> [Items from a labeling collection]
--------------------------------

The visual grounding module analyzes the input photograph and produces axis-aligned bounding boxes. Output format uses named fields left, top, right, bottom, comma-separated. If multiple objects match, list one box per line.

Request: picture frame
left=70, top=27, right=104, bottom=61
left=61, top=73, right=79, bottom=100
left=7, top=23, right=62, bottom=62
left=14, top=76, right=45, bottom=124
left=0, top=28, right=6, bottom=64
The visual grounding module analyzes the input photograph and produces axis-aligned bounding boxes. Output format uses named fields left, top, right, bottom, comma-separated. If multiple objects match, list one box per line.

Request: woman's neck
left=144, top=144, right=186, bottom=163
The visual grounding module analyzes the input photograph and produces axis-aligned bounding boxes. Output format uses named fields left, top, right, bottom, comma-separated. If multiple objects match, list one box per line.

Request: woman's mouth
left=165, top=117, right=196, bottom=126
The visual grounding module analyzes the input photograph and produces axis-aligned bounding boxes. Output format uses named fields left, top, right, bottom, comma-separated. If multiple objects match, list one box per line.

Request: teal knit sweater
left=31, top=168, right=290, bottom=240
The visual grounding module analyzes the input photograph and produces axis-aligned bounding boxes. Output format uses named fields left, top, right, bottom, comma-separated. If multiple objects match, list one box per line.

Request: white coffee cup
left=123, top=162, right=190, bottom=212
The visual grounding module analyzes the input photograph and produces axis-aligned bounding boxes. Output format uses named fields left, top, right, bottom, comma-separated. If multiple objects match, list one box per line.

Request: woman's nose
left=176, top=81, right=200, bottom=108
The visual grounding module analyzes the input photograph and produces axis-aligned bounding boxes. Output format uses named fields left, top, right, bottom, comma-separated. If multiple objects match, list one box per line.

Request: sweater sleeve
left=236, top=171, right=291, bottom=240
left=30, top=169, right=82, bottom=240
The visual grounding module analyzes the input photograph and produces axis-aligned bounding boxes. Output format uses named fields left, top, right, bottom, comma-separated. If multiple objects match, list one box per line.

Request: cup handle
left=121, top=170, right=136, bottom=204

--------------------------------

> [GIVEN INSTRUCTION] Quote the listing from its first line through the line containing "left=176, top=81, right=200, bottom=108", including both of those lines.

> [OUTPUT FOR THIS EXERCISE]
The visual grounding module analyzes the input photograph and produces axis-aligned bounding boxes. Output format uses named fields left, top, right, bottom, comma-separated. If multiple objects match, list one box per line.

Request: picture frame
left=70, top=27, right=104, bottom=61
left=61, top=73, right=79, bottom=100
left=7, top=23, right=62, bottom=62
left=14, top=76, right=45, bottom=124
left=0, top=28, right=6, bottom=64
The visual grounding module analyzes the input photograph and produces axis-aligned bounding boxes. Output format uses named fields left, top, right, bottom, comma-separated. If multiple objects match, list one box per line.

Request: woman's neck
left=144, top=144, right=186, bottom=163
The visual grounding module analyzes the input photograph and produces axis-aligned bounding boxes. Output format uses named fields left, top, right, bottom, comma-separated. If multiple objects match, list one box per line.

Request: woman's mouth
left=165, top=117, right=196, bottom=126
The visual grounding module analyzes the input photograph and produces axis-aligned bounding boxes. Output format uses named fields left, top, right, bottom, comma-separated. If multiple objects match, list one box per line.

Request: teal knit sweater
left=31, top=168, right=290, bottom=240
The visual grounding module analyzes the input photograph and produces axis-aligned bounding boxes. Output format uses named fields left, top, right, bottom, comma-separated. If multiple objects match, list one box per line.

Request: white coffee cup
left=123, top=162, right=190, bottom=212
The visual grounding module analyzes the input photograph and produces axis-aligned bounding boxes. Output format uses named fields left, top, right, bottom, comma-separated. If multiple objects match, list one box per line.

Request: woman's nose
left=176, top=81, right=200, bottom=108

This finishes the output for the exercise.